WHAT TO DO = Count the lines in the records below that contain the string "sunlight", treating uppercase and lowercase letters as distinct. Reply with the number alone.

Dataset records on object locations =
>> START
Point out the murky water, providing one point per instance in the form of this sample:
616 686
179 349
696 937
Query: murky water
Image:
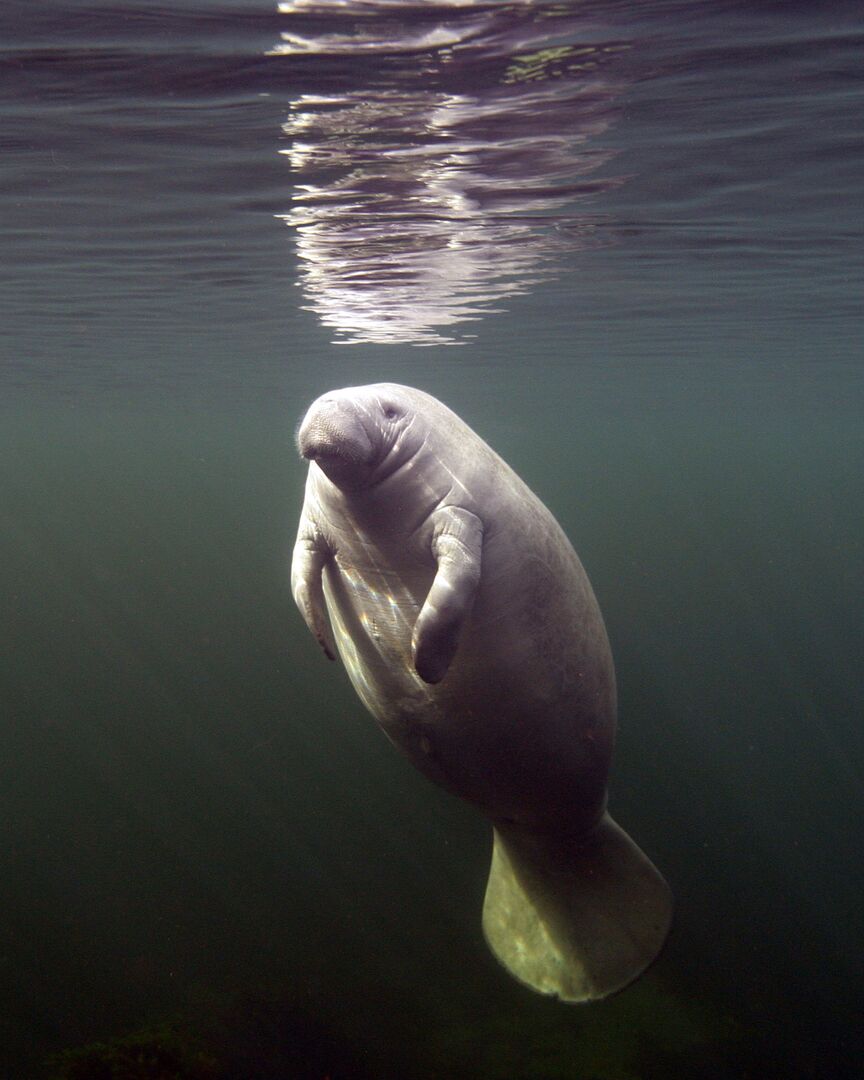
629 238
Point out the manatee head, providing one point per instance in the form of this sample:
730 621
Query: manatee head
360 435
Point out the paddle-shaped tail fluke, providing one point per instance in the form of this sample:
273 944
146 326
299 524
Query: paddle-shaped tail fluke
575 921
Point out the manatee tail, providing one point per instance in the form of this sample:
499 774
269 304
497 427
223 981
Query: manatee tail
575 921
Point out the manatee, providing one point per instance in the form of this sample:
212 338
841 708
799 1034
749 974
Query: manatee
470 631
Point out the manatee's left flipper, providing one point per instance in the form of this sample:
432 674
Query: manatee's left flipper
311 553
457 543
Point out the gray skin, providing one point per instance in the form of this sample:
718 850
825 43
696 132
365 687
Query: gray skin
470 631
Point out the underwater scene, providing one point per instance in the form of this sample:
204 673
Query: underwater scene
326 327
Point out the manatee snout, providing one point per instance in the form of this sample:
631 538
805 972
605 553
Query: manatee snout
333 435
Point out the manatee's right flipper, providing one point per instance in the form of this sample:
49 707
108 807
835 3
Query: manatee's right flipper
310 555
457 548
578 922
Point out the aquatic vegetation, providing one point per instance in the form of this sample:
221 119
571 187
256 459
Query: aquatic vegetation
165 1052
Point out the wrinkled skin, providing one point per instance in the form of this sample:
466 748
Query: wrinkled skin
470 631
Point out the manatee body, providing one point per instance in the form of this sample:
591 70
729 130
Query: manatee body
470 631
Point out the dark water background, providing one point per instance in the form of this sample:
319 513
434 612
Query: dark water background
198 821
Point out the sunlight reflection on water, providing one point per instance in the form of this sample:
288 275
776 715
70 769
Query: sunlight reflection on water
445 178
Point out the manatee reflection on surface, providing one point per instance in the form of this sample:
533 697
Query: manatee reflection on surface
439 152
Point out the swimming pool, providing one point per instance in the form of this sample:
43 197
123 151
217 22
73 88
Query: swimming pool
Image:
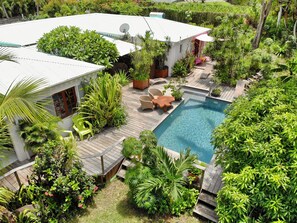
>> END
>> START
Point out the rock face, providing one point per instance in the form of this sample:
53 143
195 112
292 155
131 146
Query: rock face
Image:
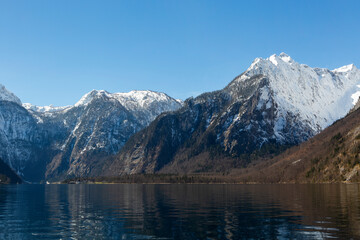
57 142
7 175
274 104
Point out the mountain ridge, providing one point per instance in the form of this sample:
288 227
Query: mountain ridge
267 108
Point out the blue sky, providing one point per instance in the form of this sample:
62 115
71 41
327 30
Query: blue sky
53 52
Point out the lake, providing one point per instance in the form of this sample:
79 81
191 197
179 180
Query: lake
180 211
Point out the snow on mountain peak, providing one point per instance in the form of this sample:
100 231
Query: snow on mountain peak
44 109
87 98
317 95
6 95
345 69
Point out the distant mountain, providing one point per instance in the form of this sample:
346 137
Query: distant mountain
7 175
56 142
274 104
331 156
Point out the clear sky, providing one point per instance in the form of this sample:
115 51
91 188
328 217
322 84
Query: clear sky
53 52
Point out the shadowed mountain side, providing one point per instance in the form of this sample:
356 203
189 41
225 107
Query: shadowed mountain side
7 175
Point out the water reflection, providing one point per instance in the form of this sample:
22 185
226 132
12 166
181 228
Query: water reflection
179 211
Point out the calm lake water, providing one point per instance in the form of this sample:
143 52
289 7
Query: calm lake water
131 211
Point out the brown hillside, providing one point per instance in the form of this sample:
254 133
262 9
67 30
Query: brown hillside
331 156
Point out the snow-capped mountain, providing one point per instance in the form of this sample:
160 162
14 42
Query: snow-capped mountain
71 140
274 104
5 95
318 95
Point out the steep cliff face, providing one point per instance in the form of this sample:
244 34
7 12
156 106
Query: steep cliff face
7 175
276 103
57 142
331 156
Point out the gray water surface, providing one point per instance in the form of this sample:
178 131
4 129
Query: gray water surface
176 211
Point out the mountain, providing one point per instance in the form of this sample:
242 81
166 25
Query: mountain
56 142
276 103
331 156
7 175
>> END
EXERCISE OUTPUT = 2